◆ GIVEN EXERCISE ◆
Keep the pictures out of the copy and repeat the records exactly.

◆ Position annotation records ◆

··········

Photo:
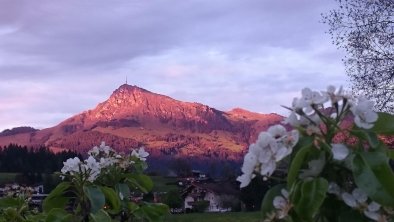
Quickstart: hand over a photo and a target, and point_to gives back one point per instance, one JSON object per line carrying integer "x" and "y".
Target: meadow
{"x": 215, "y": 217}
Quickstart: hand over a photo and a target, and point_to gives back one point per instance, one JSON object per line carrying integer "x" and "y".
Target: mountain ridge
{"x": 133, "y": 116}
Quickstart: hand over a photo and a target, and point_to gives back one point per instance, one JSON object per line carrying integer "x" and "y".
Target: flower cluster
{"x": 100, "y": 158}
{"x": 271, "y": 147}
{"x": 305, "y": 110}
{"x": 338, "y": 139}
{"x": 15, "y": 190}
{"x": 358, "y": 200}
{"x": 282, "y": 204}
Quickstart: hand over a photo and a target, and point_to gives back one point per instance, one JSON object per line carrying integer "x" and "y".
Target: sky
{"x": 60, "y": 58}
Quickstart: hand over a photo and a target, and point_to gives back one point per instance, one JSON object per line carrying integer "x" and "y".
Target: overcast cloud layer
{"x": 59, "y": 58}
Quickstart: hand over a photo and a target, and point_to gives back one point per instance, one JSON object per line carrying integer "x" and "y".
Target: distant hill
{"x": 134, "y": 117}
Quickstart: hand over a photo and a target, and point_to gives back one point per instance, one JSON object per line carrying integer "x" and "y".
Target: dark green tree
{"x": 365, "y": 30}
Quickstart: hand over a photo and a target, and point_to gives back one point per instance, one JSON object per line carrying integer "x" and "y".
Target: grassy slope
{"x": 216, "y": 217}
{"x": 7, "y": 177}
{"x": 163, "y": 184}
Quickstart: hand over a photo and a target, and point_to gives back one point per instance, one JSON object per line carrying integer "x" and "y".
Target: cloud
{"x": 63, "y": 57}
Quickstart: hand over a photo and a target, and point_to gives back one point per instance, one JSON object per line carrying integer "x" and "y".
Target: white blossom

··········

◆ WRITTEN REPLY ◆
Photo:
Quickstart: hand over a photo and a target, and point_to gives back one point per instance, one JSON object per line carrying integer "x" and "y".
Target: meadow
{"x": 215, "y": 217}
Quickstart: hand over a photo and a target, and point_to gives back one point per instance, one JSON object per line carrying integer "x" and "y".
Target: mountain ridge
{"x": 133, "y": 116}
Quickstart: hand over a photo and a target, and point_to gives back one point per instance, one JSON object per line carrying integer "x" and "y".
Target: flower cluster
{"x": 100, "y": 158}
{"x": 271, "y": 147}
{"x": 305, "y": 110}
{"x": 338, "y": 139}
{"x": 15, "y": 190}
{"x": 358, "y": 200}
{"x": 282, "y": 204}
Quickstart: hand over a photo and a target, and point_to gives back one point per instance, one JSON object per line carrying integer "x" and "y".
Target: sky
{"x": 60, "y": 58}
Quickstart: hand over a photo and a target, and point_to gives back one point per instance, one JSON object per line carrying integer "x" and "y".
Target: overcast cloud layer
{"x": 59, "y": 58}
Quickstart: hand over a photo and a target, and point_to gives back one point per instance, one JSON object per line carrying integer "x" and "y".
Target: distant hill
{"x": 134, "y": 117}
Quickstart: hand over a photo and a target, and point_to gives back one point per instance, one JSON object per line carrying integer "x" and "y".
Target: dark green tree
{"x": 365, "y": 30}
Quickstart: hand over a photo and a target, and point_to gives back one point per instance, one JSON object per line carrying integer "x" and "y".
Target: grassy slope
{"x": 216, "y": 217}
{"x": 7, "y": 177}
{"x": 163, "y": 184}
Quickstart: hand over a photo and a target, and point_to gives back one point per instance, one JSON object per line carrying integer "x" and "y".
Target: cloud
{"x": 63, "y": 57}
Quickstart: hand over a photo and a target, and point_to gives back one point per instance, one JSON object per line carrying integer "x" and "y".
Target: white blossom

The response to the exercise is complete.